━━━ Text for analysis

I’m not doing this as some sort of jeremiad against social media. I have been on Twitter for almost ten years now and it has been incredibly valuable for my career advancement and personal exposure to a wide variety of stories and people I wouldn’t have otherwise experienced.
Ten years ago when I opened my Twitter account in June of 2009 I was about to release my second book, “On Rocky Top.” At the time I was making $25,000 a year writing columns for FanHouse.com. I was thirty years old and I’d been in sports media for five years, advancing from writing articles for free to making six figures as an editor of Deadspin. But when I left Deadspin the only writing job I could find in 2009 would pay me $25,000 a year.
When I opened my Twitter account in June of 2009 I was unsure whether or not I’d be able to ever make a living in sports media and I was on pace to make much less than my wife who worked full time as a guidance counselor at a public school.
Indeed, with a young baby at home, law school loans and a mortgage hanging over my head, the perception of my success — he’s written two books! — far exceeded my actual financial success.
I took to Twitter instantly, immediately recognizing that it lowered my distribution costs when it came to sharing my opinions far and wide. Indeed, I wrote a euphoric piece about Twitter’s potential for sports media members in 20 and much of what I wrote there has proven to be true.
What’s more, Twitter has been incredibly valuable for my own career advancement. Without Twitter I don’t know that I would have ever founded this website, become a local and then national radio voice, and grown to do daily television as well.

━━━━━━

§ **Directive 1**
In the rows below, identify every line that contains the string "positive" and copy each one.

━━━ Given data

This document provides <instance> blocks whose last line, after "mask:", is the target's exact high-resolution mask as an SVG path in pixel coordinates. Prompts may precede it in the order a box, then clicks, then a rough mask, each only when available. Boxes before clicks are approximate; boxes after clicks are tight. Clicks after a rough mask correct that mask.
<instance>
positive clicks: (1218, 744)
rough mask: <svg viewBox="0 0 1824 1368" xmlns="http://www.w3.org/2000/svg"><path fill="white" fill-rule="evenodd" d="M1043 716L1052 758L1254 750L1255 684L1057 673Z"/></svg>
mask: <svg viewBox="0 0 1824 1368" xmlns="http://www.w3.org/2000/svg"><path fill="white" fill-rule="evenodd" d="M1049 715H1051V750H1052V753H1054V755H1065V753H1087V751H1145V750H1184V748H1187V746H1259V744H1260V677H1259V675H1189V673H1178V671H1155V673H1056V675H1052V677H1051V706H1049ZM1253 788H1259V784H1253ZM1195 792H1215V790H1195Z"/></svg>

━━━━━━
━━━ Given data

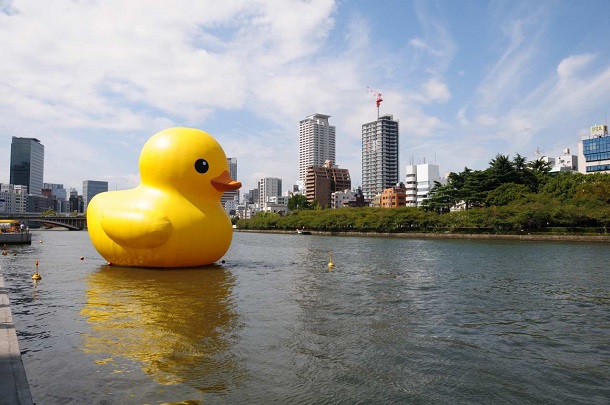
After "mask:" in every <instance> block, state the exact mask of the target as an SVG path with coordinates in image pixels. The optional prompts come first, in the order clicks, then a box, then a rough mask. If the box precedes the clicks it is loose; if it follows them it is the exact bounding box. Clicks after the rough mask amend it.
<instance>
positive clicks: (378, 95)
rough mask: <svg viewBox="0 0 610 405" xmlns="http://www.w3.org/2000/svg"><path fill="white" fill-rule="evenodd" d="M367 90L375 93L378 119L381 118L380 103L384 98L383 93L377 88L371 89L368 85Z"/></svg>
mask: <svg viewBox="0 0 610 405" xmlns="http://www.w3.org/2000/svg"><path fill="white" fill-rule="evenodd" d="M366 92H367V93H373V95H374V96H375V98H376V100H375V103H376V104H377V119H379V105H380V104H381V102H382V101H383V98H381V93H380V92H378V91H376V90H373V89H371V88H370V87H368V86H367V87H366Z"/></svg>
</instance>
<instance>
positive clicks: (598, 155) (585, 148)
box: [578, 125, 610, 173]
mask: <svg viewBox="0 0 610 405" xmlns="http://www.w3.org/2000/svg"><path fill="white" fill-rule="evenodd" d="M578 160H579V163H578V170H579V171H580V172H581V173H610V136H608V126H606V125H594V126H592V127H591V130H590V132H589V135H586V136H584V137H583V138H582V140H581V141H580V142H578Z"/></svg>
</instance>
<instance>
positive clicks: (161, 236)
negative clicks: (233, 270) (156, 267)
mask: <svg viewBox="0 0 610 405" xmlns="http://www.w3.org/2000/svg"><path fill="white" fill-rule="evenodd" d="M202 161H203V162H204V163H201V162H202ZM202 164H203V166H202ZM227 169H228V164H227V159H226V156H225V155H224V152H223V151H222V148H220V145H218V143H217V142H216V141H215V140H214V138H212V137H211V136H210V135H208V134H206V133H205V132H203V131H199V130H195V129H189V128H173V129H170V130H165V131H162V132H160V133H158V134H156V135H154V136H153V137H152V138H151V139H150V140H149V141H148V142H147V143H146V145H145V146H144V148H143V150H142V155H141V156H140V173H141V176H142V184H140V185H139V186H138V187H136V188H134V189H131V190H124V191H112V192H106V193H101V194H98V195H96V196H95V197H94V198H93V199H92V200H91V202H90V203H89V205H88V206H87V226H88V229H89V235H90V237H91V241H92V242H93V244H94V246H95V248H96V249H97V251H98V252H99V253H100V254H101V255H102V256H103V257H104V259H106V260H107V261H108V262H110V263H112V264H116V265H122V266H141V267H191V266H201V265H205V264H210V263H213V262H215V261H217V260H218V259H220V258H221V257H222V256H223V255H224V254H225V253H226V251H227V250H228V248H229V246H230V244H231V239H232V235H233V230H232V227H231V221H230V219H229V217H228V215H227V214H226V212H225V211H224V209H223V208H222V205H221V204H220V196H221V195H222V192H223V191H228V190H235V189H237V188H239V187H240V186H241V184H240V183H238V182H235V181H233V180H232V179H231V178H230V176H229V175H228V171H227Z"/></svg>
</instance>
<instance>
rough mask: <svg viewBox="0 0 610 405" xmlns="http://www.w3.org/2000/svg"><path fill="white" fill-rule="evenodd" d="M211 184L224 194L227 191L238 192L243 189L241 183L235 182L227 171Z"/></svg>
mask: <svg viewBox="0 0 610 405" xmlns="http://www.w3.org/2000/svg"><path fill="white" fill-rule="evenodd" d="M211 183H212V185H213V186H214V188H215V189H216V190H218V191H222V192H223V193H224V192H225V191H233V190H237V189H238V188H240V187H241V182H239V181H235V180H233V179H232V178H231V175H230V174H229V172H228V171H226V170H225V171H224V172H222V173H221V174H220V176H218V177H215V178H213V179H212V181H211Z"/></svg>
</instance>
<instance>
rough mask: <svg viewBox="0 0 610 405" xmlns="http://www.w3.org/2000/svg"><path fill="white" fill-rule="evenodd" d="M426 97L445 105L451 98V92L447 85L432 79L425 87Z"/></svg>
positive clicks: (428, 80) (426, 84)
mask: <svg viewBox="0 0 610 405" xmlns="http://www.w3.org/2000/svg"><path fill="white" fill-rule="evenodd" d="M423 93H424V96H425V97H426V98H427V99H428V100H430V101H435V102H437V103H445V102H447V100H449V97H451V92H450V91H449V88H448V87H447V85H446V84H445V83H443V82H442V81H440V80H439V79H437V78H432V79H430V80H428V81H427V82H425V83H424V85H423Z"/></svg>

━━━━━━

§ **Directive 2**
In the Twitter essay, how much did the writer earn per year writing columns for FanHouse.com?

§ **Task response 1**
positive clicks: (1218, 744)
positive clicks: (378, 95)
positive clicks: (598, 155) (585, 148)
positive clicks: (161, 236)
positive clicks: (428, 80) (426, 84)

§ **Task response 2**
$25,000 a year.